Description of the task = Transcribe every record that appears below, exactly and in full.

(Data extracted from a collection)

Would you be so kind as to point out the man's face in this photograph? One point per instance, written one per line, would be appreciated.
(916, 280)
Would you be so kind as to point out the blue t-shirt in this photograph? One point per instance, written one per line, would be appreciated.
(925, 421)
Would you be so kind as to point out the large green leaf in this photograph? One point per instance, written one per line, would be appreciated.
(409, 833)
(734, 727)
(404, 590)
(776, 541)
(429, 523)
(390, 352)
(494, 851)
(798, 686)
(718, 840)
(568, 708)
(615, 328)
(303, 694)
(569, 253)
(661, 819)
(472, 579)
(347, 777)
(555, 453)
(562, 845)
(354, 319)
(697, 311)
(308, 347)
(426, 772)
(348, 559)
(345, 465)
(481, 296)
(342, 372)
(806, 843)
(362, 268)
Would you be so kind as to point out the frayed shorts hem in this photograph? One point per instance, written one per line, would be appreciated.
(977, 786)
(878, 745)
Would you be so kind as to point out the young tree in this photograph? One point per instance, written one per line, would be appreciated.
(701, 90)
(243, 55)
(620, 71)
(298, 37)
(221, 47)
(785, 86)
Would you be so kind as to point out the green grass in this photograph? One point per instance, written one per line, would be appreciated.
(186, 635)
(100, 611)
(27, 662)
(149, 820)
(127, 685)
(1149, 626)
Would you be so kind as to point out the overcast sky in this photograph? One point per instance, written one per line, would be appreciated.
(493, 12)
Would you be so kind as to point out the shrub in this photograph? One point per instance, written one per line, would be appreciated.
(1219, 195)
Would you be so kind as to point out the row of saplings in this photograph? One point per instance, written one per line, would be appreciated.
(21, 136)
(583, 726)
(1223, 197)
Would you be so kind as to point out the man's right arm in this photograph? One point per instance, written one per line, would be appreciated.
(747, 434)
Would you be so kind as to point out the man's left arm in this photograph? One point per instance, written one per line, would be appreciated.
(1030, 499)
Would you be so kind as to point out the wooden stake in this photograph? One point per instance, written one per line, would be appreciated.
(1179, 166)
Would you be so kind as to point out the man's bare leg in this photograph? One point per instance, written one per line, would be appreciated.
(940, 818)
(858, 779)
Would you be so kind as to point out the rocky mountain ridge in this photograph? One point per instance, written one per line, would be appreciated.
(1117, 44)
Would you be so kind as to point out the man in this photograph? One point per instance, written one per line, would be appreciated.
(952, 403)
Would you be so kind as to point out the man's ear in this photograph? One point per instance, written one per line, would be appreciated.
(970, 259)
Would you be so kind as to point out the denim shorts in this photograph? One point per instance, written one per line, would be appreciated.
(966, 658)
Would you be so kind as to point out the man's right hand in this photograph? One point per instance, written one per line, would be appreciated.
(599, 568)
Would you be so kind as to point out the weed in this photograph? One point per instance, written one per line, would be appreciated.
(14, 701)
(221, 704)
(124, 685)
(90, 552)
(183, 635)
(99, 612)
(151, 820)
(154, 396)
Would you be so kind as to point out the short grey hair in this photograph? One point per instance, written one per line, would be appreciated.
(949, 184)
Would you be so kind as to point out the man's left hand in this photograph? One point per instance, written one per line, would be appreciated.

Result =
Would you be so kind as to point out the man's face in this photograph? One point per instance, written one per line, would be appreciated.
(916, 280)
Would you be so kind as to point out the blue t-shirt in this photograph? One point per instance, written one per line, would be appreciated.
(925, 421)
Would you be so kind as to point out the large green leaf in this photograph? One point per instance, written one per line, would be appreciated.
(409, 833)
(734, 727)
(404, 590)
(776, 541)
(429, 523)
(390, 352)
(494, 851)
(798, 686)
(718, 840)
(568, 708)
(615, 328)
(303, 694)
(569, 253)
(661, 819)
(472, 579)
(347, 777)
(555, 453)
(562, 845)
(354, 319)
(697, 311)
(308, 347)
(426, 772)
(348, 559)
(345, 465)
(481, 296)
(342, 372)
(806, 843)
(362, 268)
Would you be so kind as to point out the frayed shorts hem in this photograph? One point per instance, written one per line, would be appreciated.
(977, 786)
(878, 745)
Would you be so kind as to point out the young tree in this photograph? One point per instance, written one per line, would be appreciated.
(701, 90)
(243, 55)
(620, 71)
(298, 37)
(221, 47)
(785, 86)
Would you be so kind as to point out the green grass in this photograph? One point per instance, written one per line, would be appreciated.
(186, 635)
(100, 611)
(27, 662)
(149, 820)
(127, 685)
(1149, 626)
Would you be so kind as to point out the overcast sky in this photograph? One point per instance, written one per line, would be appreciated.
(493, 12)
Would you be so kind as to point out the shrub in this photograph? One point per instance, written one per line, would be appreciated.
(1219, 195)
Would you be so kind as to point out the row of saplings in this photograph? One point per instance, written one per line, would be appreciated.
(21, 136)
(583, 726)
(1223, 197)
Would you be so kind as to point out the man's right arm in this photograph? One point per instance, written one per line, would be appreciated.
(747, 434)
Would you be so kind as to point out the man's left arm in this photograph? One point per instance, written one per line, would be appreciated.
(1030, 499)
Would you be so kind as to point out the wooden stake in this photograph? One point per instance, written one per line, would be appreciated.
(1179, 166)
Would you be so kind as to point out the man's bare leg in this photograph? One point per instance, written one per line, would be appreciated.
(940, 818)
(858, 779)
Would you be so kind as to point out the rocky mountain ridge in this photograph? One point per instance, written one per line, would be appreciated.
(1117, 44)
Would you be so kind as to point out the man in this photograph? One point per instance, written one per line, would be appreciated.
(952, 403)
Would you be so kind as to point out the man's ear in this photograph? One point per instance, written one per line, would be appreciated.
(970, 259)
Would you be so kind as to point out the denim shorts in this photograph? One point per instance, written one per line, would be appreciated.
(966, 658)
Would you be so kind as to point out the man's right hand in this photograph? One point per instance, written one per line, would be appreciated.
(599, 568)
Would you be so kind as to point out the weed in this photograph? One point per instance, written one per line, would be appreciated.
(14, 701)
(221, 704)
(124, 685)
(90, 552)
(183, 635)
(99, 612)
(151, 820)
(154, 396)
Would you be so kind as to point out the short grey hair in this photograph? One point per instance, written one per line, would be appreciated.
(949, 184)
Would you be so kind as to point out the man's left hand in this photograph? One point per instance, written one per line, would be appreciated.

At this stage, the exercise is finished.